**Reading passage**:
The message we always hear is sex sells, especially at the movies.  A new report Sex Doesn’t Sell — Nor Impress by Anemone Cerridwen and Dean Keith Simonton refutes that claim.  The report studied 914 mainstream Hollywood films(and their box office domestically and overseas, critical appraisal and awards)  from 2001-2005, and found that in contrast to most of the Hollywood thinking “sex and nudity do not, on the average, boost box office performance, earn critical acclaim, or win major awards.”  The study was recently published in the Psychology of Aesthetics, Creativity, and the Arts journal.

Well, that sure throws a wrench into the conventional wisdom which has been that sex, sexuality and nudity are vital for box office success.  Yet, according to Simonton preconceived notions are hard to break even with data:

…I was struck by how hard it is to overcome preconceptions about the box-office consequences of highly graphic sexual content…

It seems that this whole thing was started by the righteous anger of a woman, the co-author Anemone Cerridwen who, when taking acting classes felt that the type of roles women she had to play made her very uncomfortable.  (Guess it’s a good thing she became a researcher and left the acting to others.)  But still, she wanted to know what the story was, why women’s roles are so sexualized, and spent many years crunching numbers.

Here’s her analysis (h/t to Katherine Monk CanWest News Service)

When I first saw the averages, I was really surprised, and mad, too. I felt like I’d been had…I realize that many people think it’s harmless, but I see it as sexual harassment of talent…It also is often just plain sexist, holding up women (and leading men) as objects to be consumed rather than people.”

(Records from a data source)
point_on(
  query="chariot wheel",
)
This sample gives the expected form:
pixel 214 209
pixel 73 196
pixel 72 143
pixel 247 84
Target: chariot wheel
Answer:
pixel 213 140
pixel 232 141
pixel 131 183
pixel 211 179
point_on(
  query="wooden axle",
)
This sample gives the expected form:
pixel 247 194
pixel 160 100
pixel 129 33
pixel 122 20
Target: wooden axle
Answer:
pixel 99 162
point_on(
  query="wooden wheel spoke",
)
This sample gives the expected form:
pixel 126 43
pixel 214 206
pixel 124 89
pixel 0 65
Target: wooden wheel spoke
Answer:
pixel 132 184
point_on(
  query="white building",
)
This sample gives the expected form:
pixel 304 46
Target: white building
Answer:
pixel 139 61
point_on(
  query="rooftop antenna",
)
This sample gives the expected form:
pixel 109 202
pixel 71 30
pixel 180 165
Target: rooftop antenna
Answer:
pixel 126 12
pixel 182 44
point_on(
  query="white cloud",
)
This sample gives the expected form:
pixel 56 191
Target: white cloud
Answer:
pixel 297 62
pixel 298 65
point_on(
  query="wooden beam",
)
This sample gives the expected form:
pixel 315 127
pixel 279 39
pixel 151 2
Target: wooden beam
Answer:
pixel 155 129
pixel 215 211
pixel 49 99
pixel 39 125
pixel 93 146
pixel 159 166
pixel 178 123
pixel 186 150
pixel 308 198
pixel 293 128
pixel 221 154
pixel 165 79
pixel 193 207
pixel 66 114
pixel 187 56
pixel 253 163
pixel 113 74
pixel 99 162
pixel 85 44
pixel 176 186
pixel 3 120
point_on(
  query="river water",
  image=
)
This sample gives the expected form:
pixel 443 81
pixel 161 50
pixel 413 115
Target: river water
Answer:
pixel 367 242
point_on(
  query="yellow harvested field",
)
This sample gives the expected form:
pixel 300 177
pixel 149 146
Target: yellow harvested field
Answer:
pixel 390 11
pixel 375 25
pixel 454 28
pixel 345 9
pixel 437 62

**Task brief**:
Answer these questions from the passage about sex in Hollywood films:
1. How many films did the study examine, and from which years?
2. In which journal was the study published?
3. What was Anemone Cerridwen doing when the roles women had to play made her uncomfortable?

**Exercise output**:
1. It examined 914 mainstream Hollywood films from 2001 to 2005.
2. It was published in the Psychology of Aesthetics, Creativity, and the Arts journal.
3. She was taking acting classes.